Supplied information:
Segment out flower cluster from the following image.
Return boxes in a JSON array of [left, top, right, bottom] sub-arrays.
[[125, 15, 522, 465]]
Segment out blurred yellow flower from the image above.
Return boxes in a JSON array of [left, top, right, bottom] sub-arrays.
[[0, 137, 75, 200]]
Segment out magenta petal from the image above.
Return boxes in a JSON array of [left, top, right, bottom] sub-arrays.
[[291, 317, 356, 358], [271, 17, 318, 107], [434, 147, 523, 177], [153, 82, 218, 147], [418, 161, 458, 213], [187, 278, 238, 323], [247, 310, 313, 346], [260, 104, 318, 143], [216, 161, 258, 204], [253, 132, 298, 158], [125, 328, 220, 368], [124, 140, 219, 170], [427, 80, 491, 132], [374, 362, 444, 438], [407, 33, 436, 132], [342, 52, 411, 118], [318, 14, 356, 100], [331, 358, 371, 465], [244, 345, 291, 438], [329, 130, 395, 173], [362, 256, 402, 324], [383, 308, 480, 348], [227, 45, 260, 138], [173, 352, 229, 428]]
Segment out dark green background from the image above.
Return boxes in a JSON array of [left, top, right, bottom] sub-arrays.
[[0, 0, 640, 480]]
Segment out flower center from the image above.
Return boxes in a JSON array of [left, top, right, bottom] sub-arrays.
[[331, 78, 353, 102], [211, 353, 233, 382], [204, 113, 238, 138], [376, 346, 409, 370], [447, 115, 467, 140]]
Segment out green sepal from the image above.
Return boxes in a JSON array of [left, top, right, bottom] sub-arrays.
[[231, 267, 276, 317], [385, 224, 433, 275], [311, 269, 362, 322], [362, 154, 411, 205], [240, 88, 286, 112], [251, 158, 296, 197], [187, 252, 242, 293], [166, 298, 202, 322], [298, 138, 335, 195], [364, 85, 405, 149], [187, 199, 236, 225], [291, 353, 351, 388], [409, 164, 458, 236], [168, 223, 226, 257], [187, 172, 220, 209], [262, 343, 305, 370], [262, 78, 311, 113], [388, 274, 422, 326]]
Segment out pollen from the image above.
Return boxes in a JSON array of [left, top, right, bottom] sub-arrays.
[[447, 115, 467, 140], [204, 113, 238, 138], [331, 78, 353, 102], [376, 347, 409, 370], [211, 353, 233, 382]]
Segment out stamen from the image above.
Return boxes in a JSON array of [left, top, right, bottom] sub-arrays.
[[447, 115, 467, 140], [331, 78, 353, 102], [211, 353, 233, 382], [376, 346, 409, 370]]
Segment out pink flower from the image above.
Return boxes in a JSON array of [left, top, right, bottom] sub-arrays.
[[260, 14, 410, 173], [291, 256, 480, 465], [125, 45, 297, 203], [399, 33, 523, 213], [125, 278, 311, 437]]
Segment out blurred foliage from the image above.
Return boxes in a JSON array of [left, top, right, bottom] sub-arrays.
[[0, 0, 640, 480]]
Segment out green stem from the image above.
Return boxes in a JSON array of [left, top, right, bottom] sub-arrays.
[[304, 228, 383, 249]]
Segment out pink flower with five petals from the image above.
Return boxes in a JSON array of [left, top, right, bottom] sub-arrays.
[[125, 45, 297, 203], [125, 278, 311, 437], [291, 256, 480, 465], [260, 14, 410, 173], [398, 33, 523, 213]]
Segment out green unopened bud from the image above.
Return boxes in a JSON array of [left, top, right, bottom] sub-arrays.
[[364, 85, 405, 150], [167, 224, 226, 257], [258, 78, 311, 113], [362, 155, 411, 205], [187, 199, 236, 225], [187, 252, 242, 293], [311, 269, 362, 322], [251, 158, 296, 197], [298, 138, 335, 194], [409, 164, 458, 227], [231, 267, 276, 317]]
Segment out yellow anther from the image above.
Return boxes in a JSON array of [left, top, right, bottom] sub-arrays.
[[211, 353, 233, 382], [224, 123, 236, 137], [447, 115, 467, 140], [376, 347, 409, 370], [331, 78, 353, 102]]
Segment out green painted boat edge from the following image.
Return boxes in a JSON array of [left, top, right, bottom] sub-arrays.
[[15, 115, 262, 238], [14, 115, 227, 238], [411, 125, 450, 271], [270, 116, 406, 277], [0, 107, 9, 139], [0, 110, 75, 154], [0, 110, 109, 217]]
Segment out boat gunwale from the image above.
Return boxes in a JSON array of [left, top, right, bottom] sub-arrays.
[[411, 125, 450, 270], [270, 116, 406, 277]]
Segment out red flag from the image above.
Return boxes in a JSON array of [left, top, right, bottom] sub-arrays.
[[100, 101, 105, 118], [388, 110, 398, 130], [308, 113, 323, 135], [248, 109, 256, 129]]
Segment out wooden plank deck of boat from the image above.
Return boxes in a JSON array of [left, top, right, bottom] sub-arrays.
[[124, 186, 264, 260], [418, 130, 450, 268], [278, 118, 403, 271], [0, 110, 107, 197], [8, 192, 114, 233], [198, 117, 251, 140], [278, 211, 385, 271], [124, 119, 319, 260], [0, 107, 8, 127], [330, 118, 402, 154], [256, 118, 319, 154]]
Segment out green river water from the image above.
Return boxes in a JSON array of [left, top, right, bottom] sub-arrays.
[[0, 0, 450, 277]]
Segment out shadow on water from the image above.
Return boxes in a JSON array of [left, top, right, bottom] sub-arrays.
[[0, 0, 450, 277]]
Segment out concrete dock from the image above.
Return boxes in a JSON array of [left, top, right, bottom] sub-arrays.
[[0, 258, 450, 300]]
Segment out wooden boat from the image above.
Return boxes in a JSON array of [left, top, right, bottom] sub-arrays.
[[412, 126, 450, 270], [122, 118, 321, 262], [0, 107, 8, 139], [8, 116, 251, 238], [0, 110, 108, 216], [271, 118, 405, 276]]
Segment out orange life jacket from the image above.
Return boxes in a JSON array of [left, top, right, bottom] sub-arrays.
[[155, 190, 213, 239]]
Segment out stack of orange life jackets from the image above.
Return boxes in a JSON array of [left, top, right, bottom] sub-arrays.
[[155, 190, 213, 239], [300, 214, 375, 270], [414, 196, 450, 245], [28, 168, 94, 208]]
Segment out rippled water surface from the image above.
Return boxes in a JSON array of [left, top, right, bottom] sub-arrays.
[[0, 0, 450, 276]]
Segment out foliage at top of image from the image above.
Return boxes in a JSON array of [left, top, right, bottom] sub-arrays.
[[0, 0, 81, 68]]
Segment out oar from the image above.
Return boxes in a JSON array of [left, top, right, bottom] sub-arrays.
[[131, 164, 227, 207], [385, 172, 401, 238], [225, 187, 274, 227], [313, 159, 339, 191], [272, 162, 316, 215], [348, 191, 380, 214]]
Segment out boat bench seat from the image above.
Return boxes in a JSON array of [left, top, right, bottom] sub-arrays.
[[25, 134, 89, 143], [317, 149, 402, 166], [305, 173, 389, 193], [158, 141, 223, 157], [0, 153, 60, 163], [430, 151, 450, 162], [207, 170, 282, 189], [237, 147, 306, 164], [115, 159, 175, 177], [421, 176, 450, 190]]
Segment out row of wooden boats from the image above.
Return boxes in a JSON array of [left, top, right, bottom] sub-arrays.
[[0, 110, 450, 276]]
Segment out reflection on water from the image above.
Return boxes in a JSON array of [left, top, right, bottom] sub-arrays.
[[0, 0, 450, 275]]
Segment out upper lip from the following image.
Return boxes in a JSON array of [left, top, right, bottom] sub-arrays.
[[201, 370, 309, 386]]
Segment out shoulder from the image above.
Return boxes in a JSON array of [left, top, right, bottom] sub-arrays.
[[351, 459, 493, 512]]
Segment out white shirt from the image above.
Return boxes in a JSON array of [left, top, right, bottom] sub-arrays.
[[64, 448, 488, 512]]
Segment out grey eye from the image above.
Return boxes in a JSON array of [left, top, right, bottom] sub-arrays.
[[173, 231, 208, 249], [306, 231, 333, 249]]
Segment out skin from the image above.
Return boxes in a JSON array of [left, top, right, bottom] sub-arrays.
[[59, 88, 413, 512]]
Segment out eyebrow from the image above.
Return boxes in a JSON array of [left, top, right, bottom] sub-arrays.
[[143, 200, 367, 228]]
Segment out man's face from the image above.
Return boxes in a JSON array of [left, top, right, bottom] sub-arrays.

Problem to work on: Quote the records above verbatim, starting with the first line and going on through the line that contains "352, 229, 428]]".

Full output:
Segment out flower cluster from the following image.
Return boxes in a JSON array of [left, top, right, bottom] sub-arrays.
[[125, 15, 522, 465]]
Segment out blurred yellow flower from the image above.
Return boxes in a JSON array of [left, top, right, bottom] sub-arrays.
[[0, 137, 75, 200]]
Segment out magenta petal from the image above.
Return boxes in a JSON array of [left, top, right, bottom] sub-arrays.
[[291, 317, 356, 358], [271, 17, 318, 107], [434, 147, 523, 177], [153, 82, 218, 147], [418, 161, 458, 213], [187, 278, 238, 323], [247, 310, 313, 346], [260, 104, 318, 143], [216, 161, 258, 204], [253, 132, 298, 158], [125, 328, 220, 368], [124, 140, 219, 170], [427, 80, 491, 132], [374, 362, 444, 438], [407, 33, 436, 132], [342, 52, 411, 118], [318, 14, 356, 100], [331, 358, 371, 465], [244, 345, 291, 438], [329, 130, 395, 173], [362, 256, 402, 324], [383, 308, 480, 348], [227, 45, 260, 138], [173, 352, 229, 428]]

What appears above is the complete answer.